WHAT NEEDS TO BE DONE: Reproduce every line of the records below with each "instance" changed to "occurrence" and nothing else altered. Leave the pictures out of your answer.
## start PROVIDED RECORDS
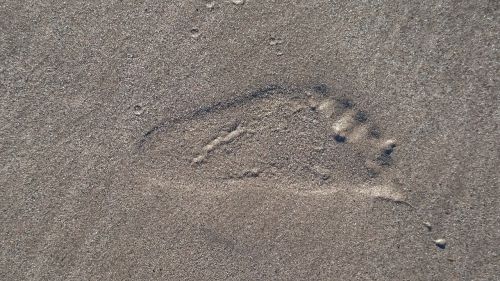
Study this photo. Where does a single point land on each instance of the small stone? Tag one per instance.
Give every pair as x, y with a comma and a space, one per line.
441, 243
428, 225
340, 138
210, 5
195, 32
138, 110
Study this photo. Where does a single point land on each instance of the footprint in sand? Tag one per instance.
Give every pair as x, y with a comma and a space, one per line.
310, 140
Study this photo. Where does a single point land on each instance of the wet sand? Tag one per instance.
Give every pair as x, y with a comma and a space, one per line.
249, 140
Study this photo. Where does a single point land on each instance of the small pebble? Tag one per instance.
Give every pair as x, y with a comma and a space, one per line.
428, 225
210, 5
138, 110
195, 32
441, 243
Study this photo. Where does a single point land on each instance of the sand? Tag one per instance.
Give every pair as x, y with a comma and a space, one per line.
249, 140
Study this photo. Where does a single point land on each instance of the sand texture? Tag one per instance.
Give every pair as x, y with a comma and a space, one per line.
249, 140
## end PROVIDED RECORDS
EXPECTED OUTPUT:
Study this photo. Where does a single point land on each occurrence of the small stone? Tag one per occurrence.
Give every pair as x, y with a comma and a space, one per line.
441, 243
428, 225
340, 138
210, 5
195, 32
138, 110
Study this photo. Where does a single point land on each occurrence of the footprint in sand? Tag one per occurrence.
Give every pair as x, y with a comma and a space, one per line.
310, 140
Study this photo. Where does a single point land on each occurrence of the wet sand? Tag one per occurrence.
Give every pair as x, y with a comma and a space, one per line.
249, 140
Study this photo. Where does a single point land on each occurrence of the small pebble? Tag one per occurrence.
Give every pair as x, y with a comma and a space, one per line.
428, 225
210, 5
138, 110
195, 32
441, 243
Study this photo. Where does a single point land on each occurrence of the sand? Tag one per occurrence.
Give every pair as x, y with a comma and a space, one per line.
249, 140
Study this photo. Where does a single point land on each occurrence of the sand texture? Tag one per occurrence.
Give every pair as x, y with a comma and a space, one per line.
249, 140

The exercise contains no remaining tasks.